• **Work instructions**:
Please repeat all of the listing exactly.

• **Available data**:
+ + +

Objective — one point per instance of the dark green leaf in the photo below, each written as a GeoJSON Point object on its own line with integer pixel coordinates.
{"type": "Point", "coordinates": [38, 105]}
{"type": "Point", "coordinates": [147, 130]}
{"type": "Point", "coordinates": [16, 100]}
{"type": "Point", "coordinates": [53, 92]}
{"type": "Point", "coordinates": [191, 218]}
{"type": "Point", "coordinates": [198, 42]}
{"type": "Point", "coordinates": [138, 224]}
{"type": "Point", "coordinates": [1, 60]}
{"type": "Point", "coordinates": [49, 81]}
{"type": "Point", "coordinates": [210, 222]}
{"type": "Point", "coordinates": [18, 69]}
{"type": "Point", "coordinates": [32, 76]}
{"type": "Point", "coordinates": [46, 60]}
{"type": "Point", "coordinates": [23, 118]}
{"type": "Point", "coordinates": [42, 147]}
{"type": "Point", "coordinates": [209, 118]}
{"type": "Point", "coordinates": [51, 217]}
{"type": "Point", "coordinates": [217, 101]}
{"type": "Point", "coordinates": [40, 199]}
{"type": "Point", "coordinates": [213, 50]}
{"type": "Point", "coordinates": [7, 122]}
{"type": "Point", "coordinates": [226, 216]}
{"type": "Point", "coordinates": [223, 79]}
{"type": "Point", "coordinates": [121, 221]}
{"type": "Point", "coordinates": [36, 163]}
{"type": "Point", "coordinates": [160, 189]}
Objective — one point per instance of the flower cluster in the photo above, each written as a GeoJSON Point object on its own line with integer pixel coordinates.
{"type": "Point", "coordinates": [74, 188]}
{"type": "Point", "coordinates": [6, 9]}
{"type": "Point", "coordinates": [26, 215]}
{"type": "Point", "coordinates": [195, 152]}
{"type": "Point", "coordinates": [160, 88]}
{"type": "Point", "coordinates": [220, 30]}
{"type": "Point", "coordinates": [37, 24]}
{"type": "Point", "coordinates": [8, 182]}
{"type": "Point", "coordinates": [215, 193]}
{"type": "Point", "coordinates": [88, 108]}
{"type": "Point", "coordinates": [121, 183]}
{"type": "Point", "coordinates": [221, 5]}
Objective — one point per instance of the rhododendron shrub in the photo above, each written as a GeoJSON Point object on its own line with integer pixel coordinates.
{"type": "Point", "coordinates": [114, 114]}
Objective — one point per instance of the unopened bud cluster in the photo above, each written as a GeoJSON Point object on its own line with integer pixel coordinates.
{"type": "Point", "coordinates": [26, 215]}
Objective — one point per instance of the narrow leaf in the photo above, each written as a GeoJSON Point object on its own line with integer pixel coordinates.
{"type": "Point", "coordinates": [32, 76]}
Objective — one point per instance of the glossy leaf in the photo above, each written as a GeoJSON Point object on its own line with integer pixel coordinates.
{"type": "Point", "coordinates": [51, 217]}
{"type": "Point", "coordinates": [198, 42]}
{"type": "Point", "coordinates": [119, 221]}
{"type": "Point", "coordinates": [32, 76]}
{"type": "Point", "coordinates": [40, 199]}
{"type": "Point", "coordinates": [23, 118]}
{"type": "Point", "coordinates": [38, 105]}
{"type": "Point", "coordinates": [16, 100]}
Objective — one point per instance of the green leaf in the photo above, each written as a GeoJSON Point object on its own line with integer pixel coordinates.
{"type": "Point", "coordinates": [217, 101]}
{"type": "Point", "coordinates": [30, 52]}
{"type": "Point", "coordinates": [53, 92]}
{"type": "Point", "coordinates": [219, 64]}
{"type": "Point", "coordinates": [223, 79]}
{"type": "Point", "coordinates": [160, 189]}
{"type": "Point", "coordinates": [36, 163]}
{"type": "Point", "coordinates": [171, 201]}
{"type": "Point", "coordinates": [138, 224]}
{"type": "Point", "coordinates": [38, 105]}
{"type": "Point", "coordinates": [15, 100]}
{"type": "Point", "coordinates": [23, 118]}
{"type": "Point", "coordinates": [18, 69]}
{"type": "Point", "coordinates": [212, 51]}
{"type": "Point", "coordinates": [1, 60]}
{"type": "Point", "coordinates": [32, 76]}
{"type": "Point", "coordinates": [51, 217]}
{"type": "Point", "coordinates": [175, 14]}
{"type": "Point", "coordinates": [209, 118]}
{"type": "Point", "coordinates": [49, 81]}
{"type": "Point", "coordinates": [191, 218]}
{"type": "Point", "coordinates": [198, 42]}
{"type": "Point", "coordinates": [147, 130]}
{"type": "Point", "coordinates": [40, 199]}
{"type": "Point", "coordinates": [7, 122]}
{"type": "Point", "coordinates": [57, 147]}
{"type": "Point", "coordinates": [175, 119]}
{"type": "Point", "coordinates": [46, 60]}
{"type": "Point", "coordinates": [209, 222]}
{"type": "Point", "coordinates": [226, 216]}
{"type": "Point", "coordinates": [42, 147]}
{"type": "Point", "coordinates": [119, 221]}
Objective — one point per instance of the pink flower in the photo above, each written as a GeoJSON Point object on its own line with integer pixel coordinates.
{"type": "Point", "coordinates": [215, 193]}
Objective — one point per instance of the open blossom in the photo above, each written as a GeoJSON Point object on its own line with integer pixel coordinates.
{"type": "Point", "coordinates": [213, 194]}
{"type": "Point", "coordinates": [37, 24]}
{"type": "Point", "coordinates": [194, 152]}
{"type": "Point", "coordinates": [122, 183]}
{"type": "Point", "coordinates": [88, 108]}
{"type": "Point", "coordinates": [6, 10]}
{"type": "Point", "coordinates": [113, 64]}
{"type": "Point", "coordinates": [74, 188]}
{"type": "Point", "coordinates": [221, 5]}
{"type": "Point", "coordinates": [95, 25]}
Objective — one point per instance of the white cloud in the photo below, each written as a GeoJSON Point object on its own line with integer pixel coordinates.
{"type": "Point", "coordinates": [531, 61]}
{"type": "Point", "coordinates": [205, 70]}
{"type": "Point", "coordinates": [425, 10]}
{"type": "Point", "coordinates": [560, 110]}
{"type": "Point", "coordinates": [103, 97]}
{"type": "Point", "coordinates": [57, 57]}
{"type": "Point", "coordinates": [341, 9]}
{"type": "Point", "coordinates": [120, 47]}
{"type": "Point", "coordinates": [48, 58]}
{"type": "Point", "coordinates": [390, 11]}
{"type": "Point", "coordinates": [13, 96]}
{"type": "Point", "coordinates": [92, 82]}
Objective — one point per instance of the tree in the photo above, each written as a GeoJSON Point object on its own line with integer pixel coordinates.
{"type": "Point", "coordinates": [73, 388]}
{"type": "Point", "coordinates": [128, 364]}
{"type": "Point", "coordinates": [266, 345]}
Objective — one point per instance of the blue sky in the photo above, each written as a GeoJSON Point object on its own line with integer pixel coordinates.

+ + +

• **Solution to this exercise**:
Objective — one point per instance of the dark green leaf in the photo below, each written as a GeoJSON Point object on its own line with integer pixel coordinates.
{"type": "Point", "coordinates": [38, 105]}
{"type": "Point", "coordinates": [147, 130]}
{"type": "Point", "coordinates": [16, 100]}
{"type": "Point", "coordinates": [53, 92]}
{"type": "Point", "coordinates": [191, 218]}
{"type": "Point", "coordinates": [198, 42]}
{"type": "Point", "coordinates": [138, 224]}
{"type": "Point", "coordinates": [1, 60]}
{"type": "Point", "coordinates": [49, 81]}
{"type": "Point", "coordinates": [210, 222]}
{"type": "Point", "coordinates": [18, 69]}
{"type": "Point", "coordinates": [32, 76]}
{"type": "Point", "coordinates": [46, 60]}
{"type": "Point", "coordinates": [23, 118]}
{"type": "Point", "coordinates": [42, 147]}
{"type": "Point", "coordinates": [209, 118]}
{"type": "Point", "coordinates": [51, 217]}
{"type": "Point", "coordinates": [217, 101]}
{"type": "Point", "coordinates": [40, 199]}
{"type": "Point", "coordinates": [213, 50]}
{"type": "Point", "coordinates": [7, 122]}
{"type": "Point", "coordinates": [226, 216]}
{"type": "Point", "coordinates": [223, 79]}
{"type": "Point", "coordinates": [121, 221]}
{"type": "Point", "coordinates": [36, 163]}
{"type": "Point", "coordinates": [160, 189]}
Objective — one point per instance of the flower cluster in the photo above, each written as a GeoJSON Point object on its own line with integer pixel coordinates.
{"type": "Point", "coordinates": [74, 188]}
{"type": "Point", "coordinates": [6, 9]}
{"type": "Point", "coordinates": [26, 215]}
{"type": "Point", "coordinates": [195, 152]}
{"type": "Point", "coordinates": [160, 88]}
{"type": "Point", "coordinates": [220, 30]}
{"type": "Point", "coordinates": [37, 24]}
{"type": "Point", "coordinates": [8, 182]}
{"type": "Point", "coordinates": [215, 193]}
{"type": "Point", "coordinates": [88, 108]}
{"type": "Point", "coordinates": [121, 183]}
{"type": "Point", "coordinates": [221, 5]}
Objective — one point per instance of the rhododendron shrub in the photo above, each written as a GeoJSON Point object on its own line with integer pixel coordinates.
{"type": "Point", "coordinates": [114, 114]}
Objective — one point per instance of the unopened bud cluster in the photo above, each written as a GeoJSON Point object on its own line with integer pixel coordinates.
{"type": "Point", "coordinates": [26, 215]}
Objective — one point per instance of the narrow leaf in the photo above, each written as a GeoJSON Point object on its own line with integer pixel coordinates.
{"type": "Point", "coordinates": [32, 76]}
Objective — one point per instance of the glossy leaf in the photo above, each written as a GeoJSON Point object on its own line with integer pixel coordinates.
{"type": "Point", "coordinates": [51, 217]}
{"type": "Point", "coordinates": [198, 42]}
{"type": "Point", "coordinates": [119, 221]}
{"type": "Point", "coordinates": [32, 76]}
{"type": "Point", "coordinates": [40, 199]}
{"type": "Point", "coordinates": [23, 118]}
{"type": "Point", "coordinates": [38, 105]}
{"type": "Point", "coordinates": [16, 100]}
Objective — one point per instance of the green leaf in the photo above, each written as a GeoJSON Point object on its own line with integer pixel coordinates.
{"type": "Point", "coordinates": [217, 101]}
{"type": "Point", "coordinates": [30, 52]}
{"type": "Point", "coordinates": [53, 92]}
{"type": "Point", "coordinates": [219, 64]}
{"type": "Point", "coordinates": [223, 79]}
{"type": "Point", "coordinates": [160, 189]}
{"type": "Point", "coordinates": [36, 163]}
{"type": "Point", "coordinates": [171, 201]}
{"type": "Point", "coordinates": [138, 224]}
{"type": "Point", "coordinates": [38, 105]}
{"type": "Point", "coordinates": [15, 100]}
{"type": "Point", "coordinates": [23, 118]}
{"type": "Point", "coordinates": [18, 69]}
{"type": "Point", "coordinates": [212, 51]}
{"type": "Point", "coordinates": [1, 60]}
{"type": "Point", "coordinates": [32, 76]}
{"type": "Point", "coordinates": [51, 217]}
{"type": "Point", "coordinates": [175, 14]}
{"type": "Point", "coordinates": [209, 118]}
{"type": "Point", "coordinates": [49, 81]}
{"type": "Point", "coordinates": [191, 218]}
{"type": "Point", "coordinates": [198, 42]}
{"type": "Point", "coordinates": [147, 130]}
{"type": "Point", "coordinates": [40, 199]}
{"type": "Point", "coordinates": [7, 122]}
{"type": "Point", "coordinates": [57, 147]}
{"type": "Point", "coordinates": [175, 119]}
{"type": "Point", "coordinates": [46, 60]}
{"type": "Point", "coordinates": [209, 222]}
{"type": "Point", "coordinates": [226, 216]}
{"type": "Point", "coordinates": [42, 147]}
{"type": "Point", "coordinates": [119, 221]}
Objective — one point per instance of the pink flower in the photo above, each written as a GeoJSON Point object on its own line with integer pixel coordinates.
{"type": "Point", "coordinates": [215, 193]}
Objective — one point per instance of the open blossom in the photo above, each written as a GeoJSON Point object on its own line with integer pixel coordinates.
{"type": "Point", "coordinates": [213, 194]}
{"type": "Point", "coordinates": [37, 24]}
{"type": "Point", "coordinates": [194, 152]}
{"type": "Point", "coordinates": [122, 183]}
{"type": "Point", "coordinates": [88, 108]}
{"type": "Point", "coordinates": [6, 10]}
{"type": "Point", "coordinates": [113, 64]}
{"type": "Point", "coordinates": [74, 188]}
{"type": "Point", "coordinates": [221, 5]}
{"type": "Point", "coordinates": [95, 25]}
Objective — one point per instance of the white cloud in the photo below, each written as a GeoJSON Point object on its own line with integer pixel coordinates.
{"type": "Point", "coordinates": [531, 61]}
{"type": "Point", "coordinates": [205, 70]}
{"type": "Point", "coordinates": [425, 10]}
{"type": "Point", "coordinates": [560, 110]}
{"type": "Point", "coordinates": [103, 97]}
{"type": "Point", "coordinates": [57, 57]}
{"type": "Point", "coordinates": [341, 9]}
{"type": "Point", "coordinates": [120, 47]}
{"type": "Point", "coordinates": [48, 58]}
{"type": "Point", "coordinates": [390, 11]}
{"type": "Point", "coordinates": [13, 96]}
{"type": "Point", "coordinates": [92, 82]}
Objective — one point per instance of the tree in the photo above, each written as a GeoJSON Point object on its own line with integer pixel coordinates.
{"type": "Point", "coordinates": [73, 388]}
{"type": "Point", "coordinates": [128, 364]}
{"type": "Point", "coordinates": [266, 345]}
Objective — one point per instance of the blue sky in the photo above, each written as a GeoJSON Point object on its own line with integer pixel coordinates.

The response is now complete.